**Sumber**
● ● ● ● ●

Senin, Oktober 14, 2024

Menanti IMM Malang Jawab Tantangan

Achmad Santoso
Achmad Santoso
Editor Jawa Pos, pemerhati bahasa, pegiat Jaringan Intelektual Muda Muhammadiyah

Malang Raya sempat menjadi perbincangan hangat nasional. Bukan karena prestasi, melainkan korupsi. Jenama sebagai kota pendidikan pun tercoreng-moreng. Tiga pemimpin tertinggi di masing-masing wilayah secara bergantian dicokok Komisi Pemberantasan Korupsi (KPK).

Eddy Rumpoko yang menghegemoni Kota Batu dan sedang berupaya membangun trah kekuasaan diciduk komisi antirasuah akhir tahun silam, Abah Anton yang hendak menjadi calon petahana Kota Malang diOTT awal tahun ini, kemudian Rendra Kresna yang telah menjadi ikon Kabupaten Malang tak luput diciduk bulan lalu.

● ● ● ● ●

**Cuplikan Data**
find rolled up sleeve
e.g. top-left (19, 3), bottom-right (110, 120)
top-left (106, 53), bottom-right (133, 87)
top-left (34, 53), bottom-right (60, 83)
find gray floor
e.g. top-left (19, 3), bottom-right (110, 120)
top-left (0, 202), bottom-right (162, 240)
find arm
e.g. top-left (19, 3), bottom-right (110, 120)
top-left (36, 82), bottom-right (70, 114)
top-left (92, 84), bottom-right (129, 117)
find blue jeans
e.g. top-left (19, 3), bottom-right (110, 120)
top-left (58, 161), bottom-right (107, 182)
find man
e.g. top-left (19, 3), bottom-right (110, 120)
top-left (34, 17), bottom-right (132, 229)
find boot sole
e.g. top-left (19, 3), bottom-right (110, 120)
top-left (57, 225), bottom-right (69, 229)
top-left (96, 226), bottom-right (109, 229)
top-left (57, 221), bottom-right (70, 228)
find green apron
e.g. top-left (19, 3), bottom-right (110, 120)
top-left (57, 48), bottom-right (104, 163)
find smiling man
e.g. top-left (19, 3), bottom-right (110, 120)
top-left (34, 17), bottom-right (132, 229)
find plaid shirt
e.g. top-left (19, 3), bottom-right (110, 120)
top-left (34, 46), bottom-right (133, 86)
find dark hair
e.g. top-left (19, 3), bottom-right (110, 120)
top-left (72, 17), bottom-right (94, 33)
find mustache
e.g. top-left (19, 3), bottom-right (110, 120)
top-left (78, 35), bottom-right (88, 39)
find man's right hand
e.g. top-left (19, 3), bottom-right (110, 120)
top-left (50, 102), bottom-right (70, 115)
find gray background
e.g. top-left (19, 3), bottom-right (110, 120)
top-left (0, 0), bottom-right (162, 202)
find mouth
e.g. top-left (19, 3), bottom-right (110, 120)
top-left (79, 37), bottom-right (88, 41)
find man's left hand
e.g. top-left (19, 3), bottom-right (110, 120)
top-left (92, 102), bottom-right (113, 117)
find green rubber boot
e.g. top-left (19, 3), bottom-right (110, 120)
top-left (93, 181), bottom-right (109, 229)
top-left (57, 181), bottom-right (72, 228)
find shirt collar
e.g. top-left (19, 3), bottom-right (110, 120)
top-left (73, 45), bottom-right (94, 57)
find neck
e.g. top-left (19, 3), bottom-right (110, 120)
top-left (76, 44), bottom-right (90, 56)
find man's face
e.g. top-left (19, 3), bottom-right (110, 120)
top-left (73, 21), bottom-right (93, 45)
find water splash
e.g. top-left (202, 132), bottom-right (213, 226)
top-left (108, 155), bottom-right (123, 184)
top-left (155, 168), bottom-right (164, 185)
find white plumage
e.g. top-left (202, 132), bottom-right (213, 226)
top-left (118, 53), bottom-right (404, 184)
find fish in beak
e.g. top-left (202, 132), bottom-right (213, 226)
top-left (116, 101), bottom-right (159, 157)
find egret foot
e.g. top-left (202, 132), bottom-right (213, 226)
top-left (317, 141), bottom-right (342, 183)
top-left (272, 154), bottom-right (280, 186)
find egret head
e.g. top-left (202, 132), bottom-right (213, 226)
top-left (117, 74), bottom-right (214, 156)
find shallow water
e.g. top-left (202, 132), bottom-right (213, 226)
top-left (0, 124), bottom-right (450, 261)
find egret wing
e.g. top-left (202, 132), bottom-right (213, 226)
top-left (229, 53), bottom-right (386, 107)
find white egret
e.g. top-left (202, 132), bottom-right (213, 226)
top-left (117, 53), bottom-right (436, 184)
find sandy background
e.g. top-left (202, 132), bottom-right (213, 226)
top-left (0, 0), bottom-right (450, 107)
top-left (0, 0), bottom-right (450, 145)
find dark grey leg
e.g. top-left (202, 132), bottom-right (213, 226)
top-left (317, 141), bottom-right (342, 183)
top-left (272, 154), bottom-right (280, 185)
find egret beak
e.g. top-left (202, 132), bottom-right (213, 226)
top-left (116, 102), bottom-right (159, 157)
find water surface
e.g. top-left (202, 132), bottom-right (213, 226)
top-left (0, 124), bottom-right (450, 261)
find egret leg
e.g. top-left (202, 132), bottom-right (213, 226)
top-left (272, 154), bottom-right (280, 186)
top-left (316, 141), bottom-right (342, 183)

● ● ● ● ●

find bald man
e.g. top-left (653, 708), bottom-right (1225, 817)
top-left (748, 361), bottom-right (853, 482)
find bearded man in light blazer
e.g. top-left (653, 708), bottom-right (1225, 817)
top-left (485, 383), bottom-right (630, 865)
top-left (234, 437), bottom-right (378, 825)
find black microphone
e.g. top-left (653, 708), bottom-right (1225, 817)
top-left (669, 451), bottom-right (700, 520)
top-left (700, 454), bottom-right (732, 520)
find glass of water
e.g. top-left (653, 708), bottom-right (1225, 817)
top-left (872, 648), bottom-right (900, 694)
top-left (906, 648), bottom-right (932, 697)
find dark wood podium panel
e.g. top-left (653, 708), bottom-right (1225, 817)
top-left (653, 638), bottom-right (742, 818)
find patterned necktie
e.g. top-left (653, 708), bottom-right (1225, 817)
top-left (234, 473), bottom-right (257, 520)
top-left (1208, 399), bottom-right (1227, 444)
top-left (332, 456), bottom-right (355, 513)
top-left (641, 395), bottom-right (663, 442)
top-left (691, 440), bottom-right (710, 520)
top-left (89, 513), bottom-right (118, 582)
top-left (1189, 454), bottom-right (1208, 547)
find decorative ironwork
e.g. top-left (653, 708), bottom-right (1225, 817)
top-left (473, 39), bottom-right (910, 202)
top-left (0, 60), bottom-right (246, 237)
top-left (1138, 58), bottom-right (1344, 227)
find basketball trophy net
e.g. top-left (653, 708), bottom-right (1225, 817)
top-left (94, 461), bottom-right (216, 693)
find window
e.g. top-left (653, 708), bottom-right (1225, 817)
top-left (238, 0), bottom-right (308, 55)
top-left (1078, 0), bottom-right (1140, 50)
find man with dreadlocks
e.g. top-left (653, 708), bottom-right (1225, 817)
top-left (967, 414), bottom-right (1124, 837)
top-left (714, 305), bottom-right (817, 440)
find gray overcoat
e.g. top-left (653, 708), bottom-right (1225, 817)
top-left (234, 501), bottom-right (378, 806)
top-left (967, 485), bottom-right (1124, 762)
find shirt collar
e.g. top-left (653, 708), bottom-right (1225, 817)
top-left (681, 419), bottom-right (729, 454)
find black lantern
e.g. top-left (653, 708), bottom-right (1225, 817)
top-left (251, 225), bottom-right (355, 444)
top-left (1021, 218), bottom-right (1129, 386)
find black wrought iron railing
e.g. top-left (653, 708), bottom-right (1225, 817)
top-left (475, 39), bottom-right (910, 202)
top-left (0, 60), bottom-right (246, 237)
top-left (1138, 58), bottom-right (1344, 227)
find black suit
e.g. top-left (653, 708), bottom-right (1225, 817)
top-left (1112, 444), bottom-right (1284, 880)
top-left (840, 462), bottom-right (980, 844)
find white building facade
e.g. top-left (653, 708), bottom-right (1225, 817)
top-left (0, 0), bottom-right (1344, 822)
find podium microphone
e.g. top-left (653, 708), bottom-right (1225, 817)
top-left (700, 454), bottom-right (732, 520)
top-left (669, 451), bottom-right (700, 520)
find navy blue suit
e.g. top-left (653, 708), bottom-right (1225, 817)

● ● ● ● ●

**Perintah**
Alihkan kalimat "Malang Raya sempat menjadi perbincangan hangat nasional." dari sumber ke dalam bahasa Inggris.

**Hasil**
Greater Malang was once a hot topic of national discussion.